Render the items below as a two-column CSV with the columns "prompt" and "answer," one row per item, with its text and its answer each in a single quoted field and line breaks replaced by spaces. Begin at the first item and stop after the line that has "x=151, y=85".

::: Exercise materials

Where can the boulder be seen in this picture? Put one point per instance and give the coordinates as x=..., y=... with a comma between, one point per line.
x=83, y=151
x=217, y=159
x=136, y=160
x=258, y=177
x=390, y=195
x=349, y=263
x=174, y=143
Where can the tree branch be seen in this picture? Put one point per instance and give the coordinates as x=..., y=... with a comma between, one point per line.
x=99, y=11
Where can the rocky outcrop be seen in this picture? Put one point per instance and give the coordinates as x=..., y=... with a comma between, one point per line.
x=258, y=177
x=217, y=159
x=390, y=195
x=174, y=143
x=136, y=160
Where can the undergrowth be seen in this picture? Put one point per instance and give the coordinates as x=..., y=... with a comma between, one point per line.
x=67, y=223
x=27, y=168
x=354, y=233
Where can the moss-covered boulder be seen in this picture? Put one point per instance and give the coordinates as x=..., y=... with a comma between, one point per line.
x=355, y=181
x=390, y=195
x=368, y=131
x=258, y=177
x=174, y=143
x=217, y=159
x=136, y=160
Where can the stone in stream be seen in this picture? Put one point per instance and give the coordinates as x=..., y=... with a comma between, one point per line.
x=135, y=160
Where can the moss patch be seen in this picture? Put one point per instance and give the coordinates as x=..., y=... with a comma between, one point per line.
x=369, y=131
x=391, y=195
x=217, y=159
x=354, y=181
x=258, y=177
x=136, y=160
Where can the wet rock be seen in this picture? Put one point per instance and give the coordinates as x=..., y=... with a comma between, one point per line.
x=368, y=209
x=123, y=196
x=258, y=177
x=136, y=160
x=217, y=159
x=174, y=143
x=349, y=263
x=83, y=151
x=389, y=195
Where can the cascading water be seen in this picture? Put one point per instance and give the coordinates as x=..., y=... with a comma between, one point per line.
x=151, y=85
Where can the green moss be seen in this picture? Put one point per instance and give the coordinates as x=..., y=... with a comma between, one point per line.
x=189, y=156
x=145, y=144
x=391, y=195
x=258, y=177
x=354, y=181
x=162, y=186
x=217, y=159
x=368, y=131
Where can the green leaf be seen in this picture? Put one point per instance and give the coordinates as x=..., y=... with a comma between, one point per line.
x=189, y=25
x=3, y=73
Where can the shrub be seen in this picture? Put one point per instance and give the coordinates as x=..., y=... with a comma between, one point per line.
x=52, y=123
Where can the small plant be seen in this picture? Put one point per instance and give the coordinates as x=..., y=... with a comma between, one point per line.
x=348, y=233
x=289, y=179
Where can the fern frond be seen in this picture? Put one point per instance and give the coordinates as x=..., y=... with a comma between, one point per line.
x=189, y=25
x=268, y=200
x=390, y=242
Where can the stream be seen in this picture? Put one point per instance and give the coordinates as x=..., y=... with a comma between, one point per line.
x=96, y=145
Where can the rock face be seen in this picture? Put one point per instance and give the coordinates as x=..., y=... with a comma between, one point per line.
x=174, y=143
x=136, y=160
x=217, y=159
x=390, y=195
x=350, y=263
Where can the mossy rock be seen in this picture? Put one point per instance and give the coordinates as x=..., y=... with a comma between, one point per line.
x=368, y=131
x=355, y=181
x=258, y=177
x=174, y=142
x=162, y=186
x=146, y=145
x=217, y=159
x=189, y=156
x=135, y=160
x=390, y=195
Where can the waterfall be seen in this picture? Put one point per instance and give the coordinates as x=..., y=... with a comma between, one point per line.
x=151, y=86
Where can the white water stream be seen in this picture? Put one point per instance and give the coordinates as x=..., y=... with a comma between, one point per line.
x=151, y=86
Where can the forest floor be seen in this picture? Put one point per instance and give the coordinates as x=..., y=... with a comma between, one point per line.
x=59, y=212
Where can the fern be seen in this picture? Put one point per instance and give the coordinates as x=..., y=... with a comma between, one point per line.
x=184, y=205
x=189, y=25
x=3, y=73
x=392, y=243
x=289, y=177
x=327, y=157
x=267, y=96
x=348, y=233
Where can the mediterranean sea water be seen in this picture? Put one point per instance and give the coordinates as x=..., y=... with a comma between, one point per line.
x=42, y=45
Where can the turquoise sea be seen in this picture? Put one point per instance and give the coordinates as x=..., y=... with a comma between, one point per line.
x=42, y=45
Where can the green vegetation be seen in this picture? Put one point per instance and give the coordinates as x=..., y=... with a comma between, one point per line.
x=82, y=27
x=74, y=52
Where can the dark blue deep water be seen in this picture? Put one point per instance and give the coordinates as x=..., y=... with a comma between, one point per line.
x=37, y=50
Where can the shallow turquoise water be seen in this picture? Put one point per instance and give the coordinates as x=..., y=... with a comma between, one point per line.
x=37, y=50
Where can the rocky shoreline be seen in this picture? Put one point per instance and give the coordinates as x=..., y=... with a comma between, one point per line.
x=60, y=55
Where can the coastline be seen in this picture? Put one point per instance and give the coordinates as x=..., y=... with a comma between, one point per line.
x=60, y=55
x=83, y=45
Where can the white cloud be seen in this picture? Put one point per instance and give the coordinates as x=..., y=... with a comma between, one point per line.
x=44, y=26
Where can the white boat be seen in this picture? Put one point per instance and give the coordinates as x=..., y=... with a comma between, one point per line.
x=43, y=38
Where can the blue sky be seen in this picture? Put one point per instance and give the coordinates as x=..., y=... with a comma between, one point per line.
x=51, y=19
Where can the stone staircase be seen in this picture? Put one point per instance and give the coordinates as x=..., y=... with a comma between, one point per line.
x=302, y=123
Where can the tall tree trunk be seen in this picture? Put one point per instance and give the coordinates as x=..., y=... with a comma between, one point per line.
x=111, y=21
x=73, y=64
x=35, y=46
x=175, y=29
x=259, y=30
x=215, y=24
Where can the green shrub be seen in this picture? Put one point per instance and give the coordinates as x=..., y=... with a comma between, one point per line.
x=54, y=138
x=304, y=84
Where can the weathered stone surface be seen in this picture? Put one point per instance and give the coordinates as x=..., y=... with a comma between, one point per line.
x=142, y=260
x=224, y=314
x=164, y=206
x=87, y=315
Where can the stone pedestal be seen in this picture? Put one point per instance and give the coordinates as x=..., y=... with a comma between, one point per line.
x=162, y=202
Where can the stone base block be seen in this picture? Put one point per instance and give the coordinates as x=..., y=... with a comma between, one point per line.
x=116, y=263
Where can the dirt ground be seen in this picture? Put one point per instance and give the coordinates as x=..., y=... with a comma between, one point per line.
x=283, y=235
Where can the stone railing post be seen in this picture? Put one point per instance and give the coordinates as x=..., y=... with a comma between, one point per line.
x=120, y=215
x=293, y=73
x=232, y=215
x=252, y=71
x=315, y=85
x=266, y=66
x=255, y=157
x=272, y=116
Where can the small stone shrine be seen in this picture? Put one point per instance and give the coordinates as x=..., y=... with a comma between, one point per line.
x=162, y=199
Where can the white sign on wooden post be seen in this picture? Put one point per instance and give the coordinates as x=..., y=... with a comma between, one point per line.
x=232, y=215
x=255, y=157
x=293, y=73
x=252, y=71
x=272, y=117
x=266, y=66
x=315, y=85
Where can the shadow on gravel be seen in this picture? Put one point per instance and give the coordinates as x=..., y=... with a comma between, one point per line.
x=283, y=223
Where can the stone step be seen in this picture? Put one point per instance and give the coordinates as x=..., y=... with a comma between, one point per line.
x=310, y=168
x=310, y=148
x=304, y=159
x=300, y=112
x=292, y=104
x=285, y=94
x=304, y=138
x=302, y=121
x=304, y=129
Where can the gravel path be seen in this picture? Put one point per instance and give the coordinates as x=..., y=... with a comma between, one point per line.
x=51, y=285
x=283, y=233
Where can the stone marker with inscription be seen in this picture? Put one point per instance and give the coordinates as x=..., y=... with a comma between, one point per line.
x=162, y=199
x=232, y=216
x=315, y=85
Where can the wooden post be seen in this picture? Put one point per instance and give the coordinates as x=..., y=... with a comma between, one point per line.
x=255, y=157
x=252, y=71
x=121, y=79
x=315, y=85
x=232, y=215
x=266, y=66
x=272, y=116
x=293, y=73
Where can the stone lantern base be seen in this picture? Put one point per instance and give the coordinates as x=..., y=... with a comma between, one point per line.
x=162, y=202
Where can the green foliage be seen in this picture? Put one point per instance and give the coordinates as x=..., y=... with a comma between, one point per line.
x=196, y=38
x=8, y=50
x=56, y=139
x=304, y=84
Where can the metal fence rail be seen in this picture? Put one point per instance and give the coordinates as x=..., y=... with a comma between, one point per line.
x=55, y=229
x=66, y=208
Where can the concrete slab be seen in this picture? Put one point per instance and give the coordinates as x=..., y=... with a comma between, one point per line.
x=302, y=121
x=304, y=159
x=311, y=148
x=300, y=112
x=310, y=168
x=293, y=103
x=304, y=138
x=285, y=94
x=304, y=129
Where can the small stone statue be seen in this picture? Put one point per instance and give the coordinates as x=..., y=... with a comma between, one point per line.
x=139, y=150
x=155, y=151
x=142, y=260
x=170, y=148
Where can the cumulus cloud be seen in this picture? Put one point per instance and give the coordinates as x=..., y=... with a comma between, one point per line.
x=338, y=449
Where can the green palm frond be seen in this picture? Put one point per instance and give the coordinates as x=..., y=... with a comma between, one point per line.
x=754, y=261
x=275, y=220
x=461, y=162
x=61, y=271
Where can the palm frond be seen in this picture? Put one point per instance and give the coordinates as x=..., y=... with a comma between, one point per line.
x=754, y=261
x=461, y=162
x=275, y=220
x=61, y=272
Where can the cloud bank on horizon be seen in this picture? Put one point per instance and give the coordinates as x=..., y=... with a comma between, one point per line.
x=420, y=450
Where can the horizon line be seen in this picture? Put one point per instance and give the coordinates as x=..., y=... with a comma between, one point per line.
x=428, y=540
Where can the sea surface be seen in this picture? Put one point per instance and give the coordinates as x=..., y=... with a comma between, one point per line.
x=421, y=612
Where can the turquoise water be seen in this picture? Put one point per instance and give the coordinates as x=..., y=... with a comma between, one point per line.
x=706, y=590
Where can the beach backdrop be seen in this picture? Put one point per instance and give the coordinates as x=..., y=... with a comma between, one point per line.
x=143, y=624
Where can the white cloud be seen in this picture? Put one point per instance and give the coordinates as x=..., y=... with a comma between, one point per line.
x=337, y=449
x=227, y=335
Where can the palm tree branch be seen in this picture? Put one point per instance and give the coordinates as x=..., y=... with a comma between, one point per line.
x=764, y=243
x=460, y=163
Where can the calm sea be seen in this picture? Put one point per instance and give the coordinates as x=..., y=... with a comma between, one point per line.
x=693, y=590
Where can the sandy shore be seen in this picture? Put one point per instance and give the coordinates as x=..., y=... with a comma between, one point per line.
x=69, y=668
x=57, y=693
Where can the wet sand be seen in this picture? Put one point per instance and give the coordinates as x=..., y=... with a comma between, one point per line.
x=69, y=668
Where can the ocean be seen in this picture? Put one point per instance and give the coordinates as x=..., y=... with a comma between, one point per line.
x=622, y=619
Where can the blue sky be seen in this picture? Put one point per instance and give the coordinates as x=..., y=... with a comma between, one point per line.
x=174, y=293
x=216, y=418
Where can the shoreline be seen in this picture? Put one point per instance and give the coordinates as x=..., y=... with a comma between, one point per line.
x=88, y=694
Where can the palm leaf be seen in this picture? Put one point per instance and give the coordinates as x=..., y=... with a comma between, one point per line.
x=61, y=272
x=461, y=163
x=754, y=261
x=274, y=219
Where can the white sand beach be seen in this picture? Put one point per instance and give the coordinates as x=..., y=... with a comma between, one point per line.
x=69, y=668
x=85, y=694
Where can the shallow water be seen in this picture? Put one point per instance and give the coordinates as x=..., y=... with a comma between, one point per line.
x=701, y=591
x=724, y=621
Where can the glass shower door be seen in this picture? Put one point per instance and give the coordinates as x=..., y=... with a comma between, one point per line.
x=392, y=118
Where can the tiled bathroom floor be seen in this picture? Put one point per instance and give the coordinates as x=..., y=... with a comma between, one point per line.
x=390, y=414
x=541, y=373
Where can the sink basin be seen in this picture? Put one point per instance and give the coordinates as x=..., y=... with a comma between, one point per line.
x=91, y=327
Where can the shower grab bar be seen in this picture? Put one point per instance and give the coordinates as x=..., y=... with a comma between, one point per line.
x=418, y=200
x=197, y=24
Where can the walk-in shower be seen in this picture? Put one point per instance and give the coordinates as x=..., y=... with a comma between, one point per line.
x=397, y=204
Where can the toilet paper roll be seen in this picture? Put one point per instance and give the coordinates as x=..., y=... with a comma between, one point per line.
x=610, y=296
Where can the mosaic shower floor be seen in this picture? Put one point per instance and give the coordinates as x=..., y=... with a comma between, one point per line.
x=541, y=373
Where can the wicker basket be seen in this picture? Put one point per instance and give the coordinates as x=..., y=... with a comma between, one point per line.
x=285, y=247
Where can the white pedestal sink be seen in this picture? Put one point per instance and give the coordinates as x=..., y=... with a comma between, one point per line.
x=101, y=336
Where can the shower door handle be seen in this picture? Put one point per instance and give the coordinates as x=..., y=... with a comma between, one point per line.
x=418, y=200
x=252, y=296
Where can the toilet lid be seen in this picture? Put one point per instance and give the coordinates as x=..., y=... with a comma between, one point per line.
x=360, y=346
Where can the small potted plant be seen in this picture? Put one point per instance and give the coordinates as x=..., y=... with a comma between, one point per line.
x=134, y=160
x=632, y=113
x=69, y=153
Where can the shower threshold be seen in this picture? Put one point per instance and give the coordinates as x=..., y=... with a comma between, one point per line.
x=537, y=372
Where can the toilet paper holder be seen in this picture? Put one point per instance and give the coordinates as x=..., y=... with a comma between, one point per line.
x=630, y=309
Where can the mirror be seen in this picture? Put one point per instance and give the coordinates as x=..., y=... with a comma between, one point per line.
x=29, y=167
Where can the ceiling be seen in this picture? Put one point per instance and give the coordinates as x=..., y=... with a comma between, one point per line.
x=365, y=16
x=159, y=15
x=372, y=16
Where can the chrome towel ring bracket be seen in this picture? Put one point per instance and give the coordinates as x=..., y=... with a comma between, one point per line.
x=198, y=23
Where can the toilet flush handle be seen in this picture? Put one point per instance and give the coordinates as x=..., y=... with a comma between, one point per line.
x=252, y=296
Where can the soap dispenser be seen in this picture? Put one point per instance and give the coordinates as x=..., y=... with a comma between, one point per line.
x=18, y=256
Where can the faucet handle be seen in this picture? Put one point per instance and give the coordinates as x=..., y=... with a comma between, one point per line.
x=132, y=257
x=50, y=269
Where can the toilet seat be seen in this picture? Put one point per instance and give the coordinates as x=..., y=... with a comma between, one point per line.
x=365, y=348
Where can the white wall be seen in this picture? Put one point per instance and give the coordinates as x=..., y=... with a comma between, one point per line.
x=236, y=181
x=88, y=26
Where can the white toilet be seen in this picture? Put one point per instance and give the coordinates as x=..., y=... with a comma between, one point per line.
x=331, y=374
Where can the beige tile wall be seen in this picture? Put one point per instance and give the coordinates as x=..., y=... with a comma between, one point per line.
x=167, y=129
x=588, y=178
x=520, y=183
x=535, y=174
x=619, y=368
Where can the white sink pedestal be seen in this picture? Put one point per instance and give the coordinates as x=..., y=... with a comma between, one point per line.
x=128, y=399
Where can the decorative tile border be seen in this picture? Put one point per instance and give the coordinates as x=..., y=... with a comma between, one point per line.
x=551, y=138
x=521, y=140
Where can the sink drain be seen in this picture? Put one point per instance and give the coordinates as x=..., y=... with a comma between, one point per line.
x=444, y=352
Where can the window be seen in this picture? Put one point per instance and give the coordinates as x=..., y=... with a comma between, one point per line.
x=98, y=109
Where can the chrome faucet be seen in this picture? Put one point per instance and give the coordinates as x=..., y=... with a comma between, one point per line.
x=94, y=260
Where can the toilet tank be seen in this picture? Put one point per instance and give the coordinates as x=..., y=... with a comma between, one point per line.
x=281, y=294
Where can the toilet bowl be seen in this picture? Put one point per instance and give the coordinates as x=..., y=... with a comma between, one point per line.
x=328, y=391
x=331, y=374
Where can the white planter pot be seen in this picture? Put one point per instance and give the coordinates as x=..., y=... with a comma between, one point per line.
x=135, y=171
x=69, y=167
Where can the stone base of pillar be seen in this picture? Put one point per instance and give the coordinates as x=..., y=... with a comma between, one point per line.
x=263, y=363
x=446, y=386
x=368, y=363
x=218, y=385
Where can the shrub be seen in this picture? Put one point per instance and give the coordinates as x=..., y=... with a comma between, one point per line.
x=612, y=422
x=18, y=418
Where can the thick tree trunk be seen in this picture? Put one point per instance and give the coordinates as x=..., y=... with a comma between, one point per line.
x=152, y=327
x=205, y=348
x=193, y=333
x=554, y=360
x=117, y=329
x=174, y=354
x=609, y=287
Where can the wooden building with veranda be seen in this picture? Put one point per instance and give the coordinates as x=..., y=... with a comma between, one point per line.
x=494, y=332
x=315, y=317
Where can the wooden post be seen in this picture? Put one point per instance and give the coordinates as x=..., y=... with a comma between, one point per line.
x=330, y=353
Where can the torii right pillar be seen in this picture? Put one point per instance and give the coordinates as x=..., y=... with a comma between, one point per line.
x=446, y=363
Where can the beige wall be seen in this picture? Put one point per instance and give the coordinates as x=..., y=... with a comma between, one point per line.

::::::

#### [The output]
prompt,answer
"Where can the boulder be seen in this picture? Put one point per instance and give the coordinates as x=..., y=... with a comma between, one point per line.","x=83, y=151 x=217, y=159 x=136, y=160 x=258, y=177 x=390, y=195 x=349, y=263 x=174, y=143"
"Where can the tree branch be seen in this picture? Put one point per instance and give the coordinates as x=..., y=... with a comma between, one point per line.","x=99, y=11"
"Where can the rocky outcrop be seen in this picture? Put one point per instance and give the coordinates as x=..., y=... with a comma between, one point per line.","x=258, y=177 x=217, y=159 x=390, y=195 x=174, y=143 x=136, y=160"
"Where can the undergrowth be seen in this picture? Put one point per instance and give the coordinates as x=..., y=... with a comma between, one point per line.","x=67, y=223 x=27, y=168 x=354, y=233"
"Where can the moss-covered boulder be seen in this picture? Put one point per instance and give the coordinates as x=..., y=... with a comma between, one point per line.","x=355, y=181 x=390, y=195 x=368, y=131 x=258, y=177 x=174, y=143 x=217, y=159 x=136, y=160"
"Where can the stone in stream be seen in this picture? Put one point per instance and give the coordinates as x=..., y=... with a comma between, one point per line.","x=135, y=160"
"Where can the moss patch be seen in this picture? Put one point per instance and give the coordinates as x=..., y=... with a comma between, one point per line.","x=369, y=131 x=391, y=195 x=217, y=159 x=354, y=181 x=258, y=177 x=136, y=160"
"Where can the wet rock be seen in this picture? Put one point per instance and give the coordinates as x=..., y=... with a comma between, one point per line.","x=368, y=209 x=123, y=196 x=258, y=177 x=136, y=160 x=217, y=159 x=174, y=143 x=349, y=263 x=83, y=151 x=389, y=195"
"Where can the cascading water be seen in this picture? Put one point per instance and give the coordinates as x=..., y=... with a comma between, one point per line.","x=151, y=85"